[EXCERPTED TEXT]:
<<<<
Saturday, November 3, 2007

the Path of the Human Being - Part 2 - the 5 Stages


1. -- AWAKENING

Here we experience an opening, kensho (Japanese word for awakening). This might happen only once or repeatedly. Here we catch perhaps a glimpse, or an even more clear experience of our true self, that life as we know it is not exactly as it appears. But instead, we have a profound realization, a knowing of the inarguable truth that we are The Way. But as time goes on, we discover that we are no longer in the state of awakening, that it is no longer an immediate felt sense state of being. Instead the experience of awakening fades into a memory that we find ourselves constantly referring back to. After this, we are possessed by a strong desire to make this a 24/7 experience and we set out on a spiritual path to make this spiritual state a permanent way of being. But yet we’re firmly removed from the experience. This presents dangers for those of us who teach spirituality because we’re teaching about awakening in the 3rd person rather than having a 1st person experience of it while teaching. We begin to fake it until we hopefully make it.
>>>>
[GIVEN ENTRIES]:
<<<<
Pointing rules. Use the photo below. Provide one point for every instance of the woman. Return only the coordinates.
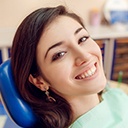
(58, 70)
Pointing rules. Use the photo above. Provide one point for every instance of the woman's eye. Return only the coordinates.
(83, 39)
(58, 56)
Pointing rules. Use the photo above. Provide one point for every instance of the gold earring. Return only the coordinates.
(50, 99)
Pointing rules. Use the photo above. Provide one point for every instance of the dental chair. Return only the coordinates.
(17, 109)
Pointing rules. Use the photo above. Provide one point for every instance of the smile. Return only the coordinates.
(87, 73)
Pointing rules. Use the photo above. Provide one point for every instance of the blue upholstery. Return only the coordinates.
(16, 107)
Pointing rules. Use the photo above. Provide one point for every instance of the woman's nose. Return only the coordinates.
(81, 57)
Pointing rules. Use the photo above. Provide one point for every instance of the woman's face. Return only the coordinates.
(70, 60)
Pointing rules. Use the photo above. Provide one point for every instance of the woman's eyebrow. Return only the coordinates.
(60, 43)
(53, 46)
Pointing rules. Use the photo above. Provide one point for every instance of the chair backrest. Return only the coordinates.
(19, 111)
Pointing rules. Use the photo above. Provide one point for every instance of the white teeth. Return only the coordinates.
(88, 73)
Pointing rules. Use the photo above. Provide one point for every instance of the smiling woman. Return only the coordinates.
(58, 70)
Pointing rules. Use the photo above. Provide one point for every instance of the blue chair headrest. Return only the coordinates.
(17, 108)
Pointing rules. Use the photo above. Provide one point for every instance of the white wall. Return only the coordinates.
>>>>
<<<<
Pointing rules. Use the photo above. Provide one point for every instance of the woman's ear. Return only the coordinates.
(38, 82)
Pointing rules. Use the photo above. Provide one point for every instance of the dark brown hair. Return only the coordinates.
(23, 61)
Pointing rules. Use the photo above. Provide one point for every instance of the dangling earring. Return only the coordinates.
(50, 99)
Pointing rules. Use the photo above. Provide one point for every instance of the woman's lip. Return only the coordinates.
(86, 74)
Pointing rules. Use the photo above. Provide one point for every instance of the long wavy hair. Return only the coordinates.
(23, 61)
>>>>
<<<<
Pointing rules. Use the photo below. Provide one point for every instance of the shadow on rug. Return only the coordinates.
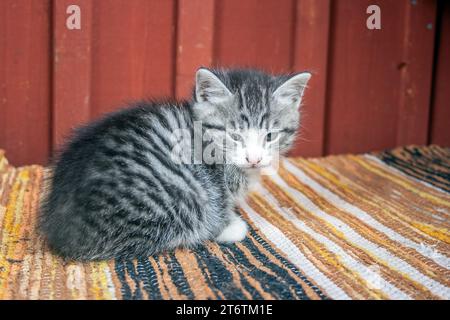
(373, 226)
>>>>
[DESCRIPTION OF THE TASK]:
Render this sentence from the blog entry on the five stages of the human path into Spanish: "Instead the experience of awakening fades into a memory that we find ourselves constantly referring back to."

[ANSWER TO THE EXERCISE]:
En cambio, la experiencia del despertar se desvanece hasta convertirse en un recuerdo al que nos encontramos remitiéndonos constantemente.